## Задания:
1. Воспроизведите без изменений отрывок письма о Берестечке от «1651. Письмо о» до «стать королем Польши.».
2. Кем, по словам письма о Берестечке, была дана Хмельницкому грамота на княжество русское?
3. Определите, соответствуют ли письму о Берестечке утверждения: (a) письмо датировано 18 июля 1651 года; (b) среди возвращенных трофеев названы пушки и хоругви; (c) письмо обращено к королю. Для каждого ответьте «да» или «нет» и приведите решающие слова письма.

1651. Письмо о дезорганизации польско-шляхетской армии
ПИСЬМО ГАЛИЧСКОГО СТОЛЬНИКА А. МЯСКОВСКОГО ИЗ ПОЛЬСКОГО ЛАГЕРЯ КОРОЛЕВИЧУ КАРОЛЮ С СООБЩЕНИЕМ ОБ ОБЩЕЙ ДЕЗОРГАНИЗАЦИИ ПОЛЬСКО-ШЛЯХЕТСКОЙ АРМИИ ПОСЛЕ БИТВЫ ПОД БЕРЕСТЕЧКОМ
1651 г. июля 18
Пресветлейший милостивый пан королевич и п. мой милостивый.
Сообщил я в. к. м. п. м. м. о необыкновенном и позорном бегстве казацкого войска из-под Берестечка, а также об их кровавых потерях и о трофеях, которые [ранее] были взяты у наших и [теперь] возвращены, как пушки, хоругви и разные, очень нужные письма и бумаги. В числе других есть одна грамота цесаря турецкого, данная им Хмельницкому на княжество русское, [в бумагах] описаны все способы, которыми Ра-кочи должен был брать Краков и стать королем Польши.

Записи из набора данных
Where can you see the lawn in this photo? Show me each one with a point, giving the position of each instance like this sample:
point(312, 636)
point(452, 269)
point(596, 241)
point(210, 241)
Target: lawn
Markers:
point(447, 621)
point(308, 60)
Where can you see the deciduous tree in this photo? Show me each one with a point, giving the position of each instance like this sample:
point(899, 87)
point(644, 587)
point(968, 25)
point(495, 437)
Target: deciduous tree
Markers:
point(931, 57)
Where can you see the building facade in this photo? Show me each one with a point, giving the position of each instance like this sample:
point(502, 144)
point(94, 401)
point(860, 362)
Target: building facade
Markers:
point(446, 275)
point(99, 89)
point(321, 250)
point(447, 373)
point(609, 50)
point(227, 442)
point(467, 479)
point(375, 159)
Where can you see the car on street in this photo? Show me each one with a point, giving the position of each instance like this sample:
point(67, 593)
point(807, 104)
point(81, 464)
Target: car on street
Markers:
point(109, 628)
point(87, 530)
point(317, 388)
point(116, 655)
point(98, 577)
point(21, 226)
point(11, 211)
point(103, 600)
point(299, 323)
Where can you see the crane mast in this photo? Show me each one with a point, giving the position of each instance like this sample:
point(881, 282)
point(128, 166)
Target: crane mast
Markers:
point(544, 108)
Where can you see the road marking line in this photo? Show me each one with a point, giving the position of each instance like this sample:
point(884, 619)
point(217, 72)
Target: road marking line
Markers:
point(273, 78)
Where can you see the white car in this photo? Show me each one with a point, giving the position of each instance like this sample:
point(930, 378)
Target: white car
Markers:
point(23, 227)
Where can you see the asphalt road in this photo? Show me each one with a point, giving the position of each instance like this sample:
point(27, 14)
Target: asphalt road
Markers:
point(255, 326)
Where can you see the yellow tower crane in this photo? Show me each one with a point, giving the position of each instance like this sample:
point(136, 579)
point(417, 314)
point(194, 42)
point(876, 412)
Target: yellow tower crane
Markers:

## Ответы:
1.
1651. Письмо о дезорганизации польско-шляхетской армии
ПИСЬМО ГАЛИЧСКОГО СТОЛЬНИКА А. МЯСКОВСКОГО ИЗ ПОЛЬСКОГО ЛАГЕРЯ КОРОЛЕВИЧУ КАРОЛЮ С СООБЩЕНИЕМ ОБ ОБЩЕЙ ДЕЗОРГАНИЗАЦИИ ПОЛЬСКО-ШЛЯХЕТСКОЙ АРМИИ ПОСЛЕ БИТВЫ ПОД БЕРЕСТЕЧКОМ
1651 г. июля 18
Пресветлейший милостивый пан королевич и п. мой милостивый.
Сообщил я в. к. м. п. м. м. о необыкновенном и позорном бегстве казацкого войска из-под Берестечка, а также об их кровавых потерях и о трофеях, которые [ранее] были взяты у наших и [теперь] возвращены, как пушки, хоругви и разные, очень нужные письма и бумаги. В числе других есть одна грамота цесаря турецкого, данная им Хмельницкому на княжество русское, [в бумагах] описаны все способы, которыми Ра-кочи должен был брать Краков и стать королем Польши.

2. Турецким цесарем.

3.
(a) Да: «1651 г. июля 18».
(b) Да: «как пушки, хоругви».
(c) Нет: «Пресветлейший милостивый пан королевич».